:: Texto para leer

La especificidad de la Moral cristiana
¿Existe una moral específicamente cristiana o más bien hay que decir que la Iglesia no dispone de un código ético diferente del que tienen las demás religiones o los hombres de buena voluntad?. La cuestión ha dividido en los últimos años a la comunidad teológica y ha motivado la intervención del Magisterio de la Iglesia, tanto de Pablo VI como de Juan Pablo II.
El noble afán de justificar la moral católica ante una cultura plural y secularizada y el deseo de hacer cercano al hombre actual el mensaje moral del Nuevo Testamento, ha llevado a algunos autores a afirmar que el cristianismo, en el ámbito de la ética, no tiene elementos cualitativos nuevos, sino que su doctrina enseña lo mismo que la moral natural. Esta actitud provocó la opinión de otros moralistas que sostienen que el cristianismo predica una moral específicamente nueva.

            Las posturas fueron acercándose y hoy ningún moralista sostiene que no exista alguna diferencia entre la ética natural y la moral cristiana. Sin embargo, la confrontación de opiniones surge a la hora de fijar esa distinción. Con el fin de señalar las diferencias, los moralistas distinguen dos ámbitos, el de los valores o normal y el de las intenciones o motivaciones.

Motivaciones nuevas

            En este segundo campo, todos reconocen que el cristiano tiene motivaciones nuevas, de forma que el amor al enemigo, por ejemplo, el no creyente lo practicará por respeto a la dignidad del hombre, mientras que para el cristiano se trata de imitar a Cristo y de hacer lo que el Señor mandó que se hiciera.

            En el primer campo, el de los contenidos, las diferencias se mantienen. Para unos, no hay ninguna o apenas ninguna, mientras que para otros es evidente que hay un “mandamiento nuevo”, el de la caridad cristiana. De aquí, concluyen estos, se deduce la superioridad de la moral cristiana que añade a la moral natural no sólo una intención sino auténticos valores éticos, preceptos superiores y virtudes nuevas, todo ello asentado sobre una nueva concepción del hombre.

            Aquí está precisamente la primera de las cuestiones que hay que analizar: ¿ofrece el cristianismo una nueva concepción del hombre?, ¿existe una antropología teológica que difiere de la antropología filosófica?. Podemos afirmar que, respecto a la interpretación del hombre, los datos del Nuevo Testamento introducen una realidad nueva en la vida humana, es la realidad de la gracia de Dios que se empieza a recibir por el Bautismo. Por la creación, el hombre ha sido constituido en criatura racional, por la “recreación” que es el bautismo, el hombre es un hijo de Dios fortalecido y renovado por la gracia divina. Por eso, a esta “nueva criatura” se le pide un “nuevo tipo de vida”, la práctica de una nueva moral. En la medida en que, por la irrupción de la gracia de Dios en el hombre éste es un hombre distinto, también existe una moral distinta para este hombre fortalecido por la gracia. Hay, pues, una moral específica para el cristiano, en los contenidos y no sólo en las intenciones o motivaciones.

::::
:: Extracto de datos

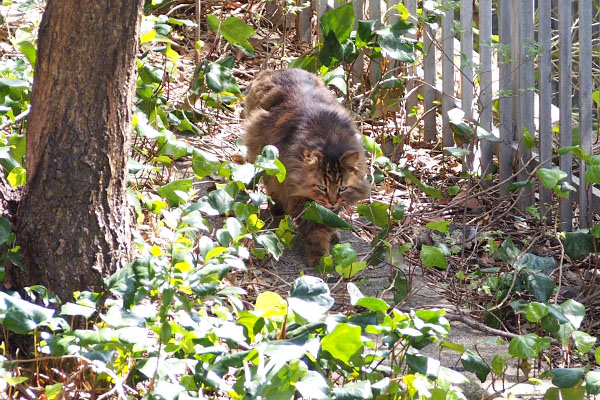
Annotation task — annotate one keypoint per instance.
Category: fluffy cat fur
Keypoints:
(318, 143)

::::

● Haz esto
Decide si cada afirmación concuerda con el texto sobre la moral cristiana y contesta sí o no, citando literalmente las palabras del texto que lo deciden.
1. Hoy ningún moralista niega que haya alguna diferencia entre la ética natural y la moral cristiana.
2. El no creyente practica el amor al enemigo para imitar a Cristo.
3. El texto concluye que la moral del cristiano es específica solo en las intenciones o motivaciones.
Las líneas no cuentan para nada de esto.

● Tarea resuelta
1. Sí: «hoy ningún moralista sostiene que no exista alguna diferencia entre la ética natural y la moral cristiana».
2. No: «el no creyente lo practicará por respeto a la dignidad del hombre».
3. No: «Hay, pues, una moral específica para el cristiano, en los contenidos y no sólo en las intenciones o motivaciones».